Please reproduce, character for character, the lines of the items below, starting at the line that contains "beige house siding" and ending at the line that contains "M525 90L525 44L518 41L461 85L465 88Z", with both of those lines included.

----------

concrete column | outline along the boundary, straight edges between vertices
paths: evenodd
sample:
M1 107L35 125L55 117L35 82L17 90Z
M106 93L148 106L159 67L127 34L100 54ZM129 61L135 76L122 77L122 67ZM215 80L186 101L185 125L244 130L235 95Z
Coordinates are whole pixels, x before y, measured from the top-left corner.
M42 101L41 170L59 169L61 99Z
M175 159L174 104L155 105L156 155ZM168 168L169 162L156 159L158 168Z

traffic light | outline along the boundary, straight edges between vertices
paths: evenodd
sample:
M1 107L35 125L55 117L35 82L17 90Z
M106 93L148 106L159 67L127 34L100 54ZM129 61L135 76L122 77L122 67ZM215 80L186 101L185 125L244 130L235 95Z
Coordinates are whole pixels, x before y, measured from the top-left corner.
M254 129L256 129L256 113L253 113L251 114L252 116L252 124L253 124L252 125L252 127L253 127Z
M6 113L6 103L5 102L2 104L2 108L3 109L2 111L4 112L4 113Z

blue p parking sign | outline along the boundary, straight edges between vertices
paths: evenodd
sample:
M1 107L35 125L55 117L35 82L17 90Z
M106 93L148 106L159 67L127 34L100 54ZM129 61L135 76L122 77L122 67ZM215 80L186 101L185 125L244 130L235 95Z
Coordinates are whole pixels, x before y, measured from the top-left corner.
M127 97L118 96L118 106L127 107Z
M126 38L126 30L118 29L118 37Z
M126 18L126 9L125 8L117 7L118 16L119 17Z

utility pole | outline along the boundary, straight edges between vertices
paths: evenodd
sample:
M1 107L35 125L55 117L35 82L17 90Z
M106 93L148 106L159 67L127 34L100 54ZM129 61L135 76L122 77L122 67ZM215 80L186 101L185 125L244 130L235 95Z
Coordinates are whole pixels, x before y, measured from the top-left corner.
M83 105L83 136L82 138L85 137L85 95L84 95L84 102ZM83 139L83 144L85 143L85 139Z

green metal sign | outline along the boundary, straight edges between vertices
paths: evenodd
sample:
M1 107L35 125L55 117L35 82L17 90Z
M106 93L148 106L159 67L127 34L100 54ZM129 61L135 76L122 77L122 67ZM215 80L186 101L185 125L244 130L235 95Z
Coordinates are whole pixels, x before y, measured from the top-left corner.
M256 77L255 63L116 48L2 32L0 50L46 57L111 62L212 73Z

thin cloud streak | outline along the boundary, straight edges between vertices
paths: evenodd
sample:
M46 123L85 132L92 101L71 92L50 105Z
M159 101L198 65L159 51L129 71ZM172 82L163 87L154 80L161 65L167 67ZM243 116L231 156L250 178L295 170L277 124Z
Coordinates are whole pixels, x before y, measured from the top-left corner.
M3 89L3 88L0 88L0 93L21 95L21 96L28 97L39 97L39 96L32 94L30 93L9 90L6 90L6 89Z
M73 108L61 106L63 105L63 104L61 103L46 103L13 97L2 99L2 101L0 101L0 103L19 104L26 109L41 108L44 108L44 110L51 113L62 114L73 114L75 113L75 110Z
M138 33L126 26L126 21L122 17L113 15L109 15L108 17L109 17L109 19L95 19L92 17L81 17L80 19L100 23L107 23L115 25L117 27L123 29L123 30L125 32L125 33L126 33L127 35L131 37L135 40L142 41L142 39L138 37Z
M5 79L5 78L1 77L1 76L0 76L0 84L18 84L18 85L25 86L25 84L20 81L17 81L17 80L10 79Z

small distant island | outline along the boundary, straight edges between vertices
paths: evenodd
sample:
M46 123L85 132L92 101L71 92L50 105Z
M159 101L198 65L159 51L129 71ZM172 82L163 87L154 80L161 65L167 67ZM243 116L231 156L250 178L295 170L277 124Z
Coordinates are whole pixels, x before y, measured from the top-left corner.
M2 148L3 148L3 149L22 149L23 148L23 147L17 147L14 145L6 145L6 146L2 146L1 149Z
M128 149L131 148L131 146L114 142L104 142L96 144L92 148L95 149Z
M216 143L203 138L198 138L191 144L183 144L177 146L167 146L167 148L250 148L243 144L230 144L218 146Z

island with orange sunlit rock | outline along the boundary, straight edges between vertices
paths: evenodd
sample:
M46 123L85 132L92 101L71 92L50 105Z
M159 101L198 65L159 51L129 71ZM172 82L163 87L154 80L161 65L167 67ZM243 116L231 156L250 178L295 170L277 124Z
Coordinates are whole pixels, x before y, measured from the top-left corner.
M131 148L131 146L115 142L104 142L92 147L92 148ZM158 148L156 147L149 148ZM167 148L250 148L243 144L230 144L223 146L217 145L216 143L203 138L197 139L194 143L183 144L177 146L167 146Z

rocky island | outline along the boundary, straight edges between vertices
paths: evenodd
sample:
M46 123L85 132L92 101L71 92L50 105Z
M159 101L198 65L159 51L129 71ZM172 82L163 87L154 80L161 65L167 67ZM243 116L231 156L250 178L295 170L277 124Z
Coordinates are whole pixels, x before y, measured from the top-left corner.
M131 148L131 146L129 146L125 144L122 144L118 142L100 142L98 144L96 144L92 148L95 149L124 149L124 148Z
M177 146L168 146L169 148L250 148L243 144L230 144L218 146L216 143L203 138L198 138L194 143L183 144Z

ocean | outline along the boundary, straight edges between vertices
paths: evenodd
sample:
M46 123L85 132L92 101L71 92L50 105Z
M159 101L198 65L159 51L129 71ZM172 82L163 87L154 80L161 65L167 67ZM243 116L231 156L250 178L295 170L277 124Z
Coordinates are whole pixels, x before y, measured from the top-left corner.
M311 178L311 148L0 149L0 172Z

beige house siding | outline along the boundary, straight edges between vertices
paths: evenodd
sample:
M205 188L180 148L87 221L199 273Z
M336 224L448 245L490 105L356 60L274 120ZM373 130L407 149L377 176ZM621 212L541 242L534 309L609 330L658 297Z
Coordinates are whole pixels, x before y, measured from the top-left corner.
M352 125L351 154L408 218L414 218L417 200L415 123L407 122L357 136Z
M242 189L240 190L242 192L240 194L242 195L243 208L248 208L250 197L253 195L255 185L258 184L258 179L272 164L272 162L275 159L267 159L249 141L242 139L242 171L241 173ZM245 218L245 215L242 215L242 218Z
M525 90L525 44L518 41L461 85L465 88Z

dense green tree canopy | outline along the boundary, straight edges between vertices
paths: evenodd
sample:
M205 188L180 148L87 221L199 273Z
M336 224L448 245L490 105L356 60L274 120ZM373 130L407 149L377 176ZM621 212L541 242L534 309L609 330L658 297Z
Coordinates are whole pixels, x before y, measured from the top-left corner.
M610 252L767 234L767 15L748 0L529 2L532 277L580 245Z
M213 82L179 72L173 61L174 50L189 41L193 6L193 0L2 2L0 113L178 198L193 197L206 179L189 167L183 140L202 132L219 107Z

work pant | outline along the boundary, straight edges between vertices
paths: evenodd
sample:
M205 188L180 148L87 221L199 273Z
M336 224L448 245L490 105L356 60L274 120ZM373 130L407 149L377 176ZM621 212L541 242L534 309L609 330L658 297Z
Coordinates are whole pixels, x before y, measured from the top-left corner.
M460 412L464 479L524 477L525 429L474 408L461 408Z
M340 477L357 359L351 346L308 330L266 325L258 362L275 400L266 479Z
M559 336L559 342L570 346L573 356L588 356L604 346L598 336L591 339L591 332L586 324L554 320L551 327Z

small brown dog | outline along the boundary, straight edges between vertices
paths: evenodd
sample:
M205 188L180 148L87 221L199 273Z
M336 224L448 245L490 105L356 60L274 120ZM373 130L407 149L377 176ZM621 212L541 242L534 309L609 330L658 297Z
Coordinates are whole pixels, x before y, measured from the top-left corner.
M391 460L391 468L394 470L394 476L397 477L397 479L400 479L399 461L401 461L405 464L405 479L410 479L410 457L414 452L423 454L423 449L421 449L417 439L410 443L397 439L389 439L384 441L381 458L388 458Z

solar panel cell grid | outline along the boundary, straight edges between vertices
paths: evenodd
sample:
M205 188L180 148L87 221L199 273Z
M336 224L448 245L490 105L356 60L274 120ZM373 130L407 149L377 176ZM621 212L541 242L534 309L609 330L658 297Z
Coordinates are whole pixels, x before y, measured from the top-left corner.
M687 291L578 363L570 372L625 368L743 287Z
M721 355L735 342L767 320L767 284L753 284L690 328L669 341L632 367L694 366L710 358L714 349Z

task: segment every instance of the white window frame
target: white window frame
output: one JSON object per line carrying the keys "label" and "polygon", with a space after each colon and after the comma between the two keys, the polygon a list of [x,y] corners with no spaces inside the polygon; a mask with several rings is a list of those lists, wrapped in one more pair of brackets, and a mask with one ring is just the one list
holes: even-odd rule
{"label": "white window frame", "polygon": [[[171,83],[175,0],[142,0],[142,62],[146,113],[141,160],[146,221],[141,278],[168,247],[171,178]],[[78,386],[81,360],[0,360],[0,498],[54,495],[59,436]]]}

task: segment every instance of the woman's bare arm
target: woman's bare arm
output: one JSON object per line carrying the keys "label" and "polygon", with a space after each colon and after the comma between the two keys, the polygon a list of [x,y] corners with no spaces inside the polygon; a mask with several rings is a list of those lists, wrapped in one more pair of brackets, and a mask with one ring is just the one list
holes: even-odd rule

----------

> _EXERCISE OUTPUT_
beige house siding | outline along the boundary, straight edges between vertices
paths: evenodd
sample:
M205 188L180 148L87 221L199 273Z
M336 224L448 245L490 105L356 60L274 120ZM373 130L407 149L377 176ZM621 212L541 242L534 309L609 330L658 297Z
Coordinates are whole pixels, x before y, measured from the top-left corner.
M352 125L351 154L408 218L414 218L417 200L415 123L407 122L357 136Z
M242 189L240 190L242 192L240 194L242 195L243 208L248 208L250 197L253 195L255 185L258 184L258 179L272 164L272 162L275 159L267 159L249 141L242 139L242 171L241 173ZM245 218L245 215L242 215L242 218Z
M525 90L525 44L518 41L461 85L465 88Z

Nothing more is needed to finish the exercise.